### The task
Rewrite the stretch from the start of the material through the line containing "x=584, y=326", swapping "park greenery" for "urban greenery" and leaving everything else unchanged.

** begin Working data **

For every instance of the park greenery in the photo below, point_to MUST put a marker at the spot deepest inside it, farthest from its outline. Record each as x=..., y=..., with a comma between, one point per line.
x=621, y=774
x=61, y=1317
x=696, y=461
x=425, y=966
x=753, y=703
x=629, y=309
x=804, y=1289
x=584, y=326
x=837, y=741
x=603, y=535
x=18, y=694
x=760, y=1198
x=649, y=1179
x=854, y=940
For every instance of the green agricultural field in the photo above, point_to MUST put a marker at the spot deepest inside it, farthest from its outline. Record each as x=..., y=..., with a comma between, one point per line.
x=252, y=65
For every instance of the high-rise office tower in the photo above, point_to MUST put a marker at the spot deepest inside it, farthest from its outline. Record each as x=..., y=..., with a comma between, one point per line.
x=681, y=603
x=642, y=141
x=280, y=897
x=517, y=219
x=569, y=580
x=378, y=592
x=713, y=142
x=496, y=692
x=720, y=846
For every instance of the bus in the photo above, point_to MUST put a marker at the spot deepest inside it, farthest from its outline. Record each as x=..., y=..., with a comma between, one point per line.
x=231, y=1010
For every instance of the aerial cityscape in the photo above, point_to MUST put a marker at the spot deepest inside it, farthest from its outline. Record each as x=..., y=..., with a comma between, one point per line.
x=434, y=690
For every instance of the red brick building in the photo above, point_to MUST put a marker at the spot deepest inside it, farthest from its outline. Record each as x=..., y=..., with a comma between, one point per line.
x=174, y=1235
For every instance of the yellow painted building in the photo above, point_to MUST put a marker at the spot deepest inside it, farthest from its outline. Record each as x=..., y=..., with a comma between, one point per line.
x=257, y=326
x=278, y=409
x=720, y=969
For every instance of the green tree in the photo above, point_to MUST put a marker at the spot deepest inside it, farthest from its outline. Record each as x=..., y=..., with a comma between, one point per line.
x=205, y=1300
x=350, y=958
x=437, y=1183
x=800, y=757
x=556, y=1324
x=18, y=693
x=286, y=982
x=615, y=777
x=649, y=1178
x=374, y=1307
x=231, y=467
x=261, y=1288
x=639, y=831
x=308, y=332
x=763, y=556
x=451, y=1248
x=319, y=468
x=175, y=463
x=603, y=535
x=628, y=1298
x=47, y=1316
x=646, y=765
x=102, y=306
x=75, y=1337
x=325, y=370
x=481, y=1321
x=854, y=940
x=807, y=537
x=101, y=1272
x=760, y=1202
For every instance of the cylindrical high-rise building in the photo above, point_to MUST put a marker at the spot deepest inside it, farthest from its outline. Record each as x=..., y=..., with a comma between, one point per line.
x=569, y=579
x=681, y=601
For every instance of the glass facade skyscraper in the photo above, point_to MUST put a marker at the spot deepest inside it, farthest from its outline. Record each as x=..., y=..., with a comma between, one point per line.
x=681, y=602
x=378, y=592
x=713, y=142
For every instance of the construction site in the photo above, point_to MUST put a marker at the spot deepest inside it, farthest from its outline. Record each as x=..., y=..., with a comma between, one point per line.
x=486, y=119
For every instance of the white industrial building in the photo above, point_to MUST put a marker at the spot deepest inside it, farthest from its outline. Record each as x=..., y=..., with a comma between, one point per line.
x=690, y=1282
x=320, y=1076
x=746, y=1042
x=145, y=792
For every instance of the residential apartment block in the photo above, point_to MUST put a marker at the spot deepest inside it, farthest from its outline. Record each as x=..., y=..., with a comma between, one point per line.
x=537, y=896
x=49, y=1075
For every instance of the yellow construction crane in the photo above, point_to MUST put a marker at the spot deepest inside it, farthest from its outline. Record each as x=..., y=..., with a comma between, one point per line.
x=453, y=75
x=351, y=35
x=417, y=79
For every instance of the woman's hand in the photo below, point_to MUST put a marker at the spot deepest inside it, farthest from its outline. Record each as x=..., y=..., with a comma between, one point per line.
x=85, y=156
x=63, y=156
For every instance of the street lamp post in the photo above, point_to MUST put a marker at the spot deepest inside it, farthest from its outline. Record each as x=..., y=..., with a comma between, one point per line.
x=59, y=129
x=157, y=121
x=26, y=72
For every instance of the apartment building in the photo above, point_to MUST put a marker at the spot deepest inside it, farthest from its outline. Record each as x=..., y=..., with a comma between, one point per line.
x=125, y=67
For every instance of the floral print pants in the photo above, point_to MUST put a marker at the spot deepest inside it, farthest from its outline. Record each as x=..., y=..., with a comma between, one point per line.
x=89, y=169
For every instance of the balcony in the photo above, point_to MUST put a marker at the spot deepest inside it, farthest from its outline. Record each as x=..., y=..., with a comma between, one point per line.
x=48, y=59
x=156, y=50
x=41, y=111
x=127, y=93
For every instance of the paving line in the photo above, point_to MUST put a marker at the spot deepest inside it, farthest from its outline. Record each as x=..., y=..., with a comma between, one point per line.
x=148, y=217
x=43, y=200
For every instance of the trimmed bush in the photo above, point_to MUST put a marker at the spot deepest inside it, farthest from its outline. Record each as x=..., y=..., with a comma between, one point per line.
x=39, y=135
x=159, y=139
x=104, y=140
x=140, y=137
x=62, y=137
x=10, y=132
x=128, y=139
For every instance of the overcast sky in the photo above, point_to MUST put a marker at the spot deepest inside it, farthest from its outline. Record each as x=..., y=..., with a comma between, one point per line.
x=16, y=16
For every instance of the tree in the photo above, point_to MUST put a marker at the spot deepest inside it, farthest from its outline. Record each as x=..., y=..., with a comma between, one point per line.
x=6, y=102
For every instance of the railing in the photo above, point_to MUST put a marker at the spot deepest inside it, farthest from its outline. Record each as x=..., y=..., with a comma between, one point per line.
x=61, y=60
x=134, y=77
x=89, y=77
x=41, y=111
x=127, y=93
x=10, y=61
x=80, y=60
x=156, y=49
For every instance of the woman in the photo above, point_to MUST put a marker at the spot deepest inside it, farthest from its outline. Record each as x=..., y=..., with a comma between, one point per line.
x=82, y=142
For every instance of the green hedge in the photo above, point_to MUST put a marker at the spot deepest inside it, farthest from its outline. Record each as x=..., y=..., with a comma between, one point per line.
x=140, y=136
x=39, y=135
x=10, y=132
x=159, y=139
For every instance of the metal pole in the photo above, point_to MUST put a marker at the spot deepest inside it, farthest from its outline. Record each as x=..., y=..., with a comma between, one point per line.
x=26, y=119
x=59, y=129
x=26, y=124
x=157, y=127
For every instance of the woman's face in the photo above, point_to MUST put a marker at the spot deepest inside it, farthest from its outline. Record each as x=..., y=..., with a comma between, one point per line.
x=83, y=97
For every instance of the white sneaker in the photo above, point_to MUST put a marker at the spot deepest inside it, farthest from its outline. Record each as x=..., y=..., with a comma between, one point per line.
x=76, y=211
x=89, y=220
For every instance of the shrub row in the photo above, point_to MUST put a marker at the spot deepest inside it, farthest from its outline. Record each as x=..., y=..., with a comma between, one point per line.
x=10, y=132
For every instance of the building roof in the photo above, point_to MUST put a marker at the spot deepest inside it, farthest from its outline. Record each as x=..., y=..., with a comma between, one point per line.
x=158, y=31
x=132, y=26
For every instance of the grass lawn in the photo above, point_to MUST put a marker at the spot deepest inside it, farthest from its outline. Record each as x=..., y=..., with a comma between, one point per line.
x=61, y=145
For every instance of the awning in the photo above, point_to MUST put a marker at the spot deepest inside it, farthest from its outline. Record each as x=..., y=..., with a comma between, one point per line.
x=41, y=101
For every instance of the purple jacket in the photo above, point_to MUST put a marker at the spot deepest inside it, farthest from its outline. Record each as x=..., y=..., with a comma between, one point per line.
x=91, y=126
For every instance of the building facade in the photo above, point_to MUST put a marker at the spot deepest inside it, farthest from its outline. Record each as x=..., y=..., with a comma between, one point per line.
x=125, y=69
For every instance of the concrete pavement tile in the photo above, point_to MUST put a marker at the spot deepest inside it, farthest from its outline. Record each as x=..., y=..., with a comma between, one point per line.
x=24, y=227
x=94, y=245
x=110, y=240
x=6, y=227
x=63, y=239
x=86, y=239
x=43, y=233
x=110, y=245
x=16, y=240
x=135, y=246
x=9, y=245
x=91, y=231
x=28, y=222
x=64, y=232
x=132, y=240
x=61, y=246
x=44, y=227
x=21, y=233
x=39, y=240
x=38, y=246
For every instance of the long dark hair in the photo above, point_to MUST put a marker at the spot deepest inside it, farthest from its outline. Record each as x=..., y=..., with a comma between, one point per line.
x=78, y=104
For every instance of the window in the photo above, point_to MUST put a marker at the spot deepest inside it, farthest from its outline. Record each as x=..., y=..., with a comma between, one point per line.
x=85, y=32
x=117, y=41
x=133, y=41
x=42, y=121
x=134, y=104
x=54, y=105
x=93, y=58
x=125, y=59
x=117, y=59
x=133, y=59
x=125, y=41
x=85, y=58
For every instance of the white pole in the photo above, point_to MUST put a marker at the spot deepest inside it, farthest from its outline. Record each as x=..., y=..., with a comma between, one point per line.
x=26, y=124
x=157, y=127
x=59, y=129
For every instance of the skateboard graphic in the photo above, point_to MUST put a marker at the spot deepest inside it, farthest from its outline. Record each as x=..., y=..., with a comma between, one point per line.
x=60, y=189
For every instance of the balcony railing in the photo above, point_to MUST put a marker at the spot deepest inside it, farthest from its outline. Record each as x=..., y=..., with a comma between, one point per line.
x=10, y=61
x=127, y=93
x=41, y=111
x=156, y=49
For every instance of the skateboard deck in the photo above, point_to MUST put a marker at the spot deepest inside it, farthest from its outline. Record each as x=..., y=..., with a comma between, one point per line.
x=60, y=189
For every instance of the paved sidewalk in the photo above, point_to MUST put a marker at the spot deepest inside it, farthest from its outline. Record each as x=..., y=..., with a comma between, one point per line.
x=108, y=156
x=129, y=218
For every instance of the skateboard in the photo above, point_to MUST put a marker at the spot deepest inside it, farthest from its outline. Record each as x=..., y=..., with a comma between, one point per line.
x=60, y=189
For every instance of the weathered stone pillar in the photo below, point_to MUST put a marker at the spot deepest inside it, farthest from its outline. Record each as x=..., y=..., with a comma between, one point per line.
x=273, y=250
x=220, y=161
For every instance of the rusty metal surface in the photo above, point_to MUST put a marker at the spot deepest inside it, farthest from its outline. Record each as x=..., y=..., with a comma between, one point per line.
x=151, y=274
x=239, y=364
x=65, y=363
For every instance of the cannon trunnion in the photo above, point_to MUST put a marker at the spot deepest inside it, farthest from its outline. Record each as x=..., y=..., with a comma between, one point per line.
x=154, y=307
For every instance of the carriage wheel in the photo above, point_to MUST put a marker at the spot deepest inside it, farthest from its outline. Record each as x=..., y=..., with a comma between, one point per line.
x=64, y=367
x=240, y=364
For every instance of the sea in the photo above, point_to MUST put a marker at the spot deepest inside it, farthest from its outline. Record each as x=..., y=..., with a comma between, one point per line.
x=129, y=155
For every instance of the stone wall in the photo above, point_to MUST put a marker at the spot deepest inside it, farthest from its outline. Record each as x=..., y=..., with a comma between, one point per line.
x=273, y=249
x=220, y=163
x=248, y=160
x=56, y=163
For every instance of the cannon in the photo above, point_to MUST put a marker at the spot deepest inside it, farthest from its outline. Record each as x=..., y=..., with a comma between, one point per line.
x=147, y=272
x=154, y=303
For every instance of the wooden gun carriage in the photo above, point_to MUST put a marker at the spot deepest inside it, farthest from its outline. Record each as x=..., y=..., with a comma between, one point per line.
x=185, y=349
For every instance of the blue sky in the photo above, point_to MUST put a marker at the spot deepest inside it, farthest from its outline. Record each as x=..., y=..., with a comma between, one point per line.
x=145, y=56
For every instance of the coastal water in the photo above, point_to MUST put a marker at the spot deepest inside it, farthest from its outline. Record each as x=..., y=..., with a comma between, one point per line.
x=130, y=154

** end Working data **

### Output below
For every instance of the urban greenery in the photo below, point_to MUST put a marker at the spot deepest inside it, farthest from its outline. Record each as x=..., y=..., with a comma between, one point per line.
x=621, y=774
x=61, y=1317
x=696, y=461
x=425, y=966
x=753, y=703
x=629, y=309
x=804, y=1289
x=584, y=326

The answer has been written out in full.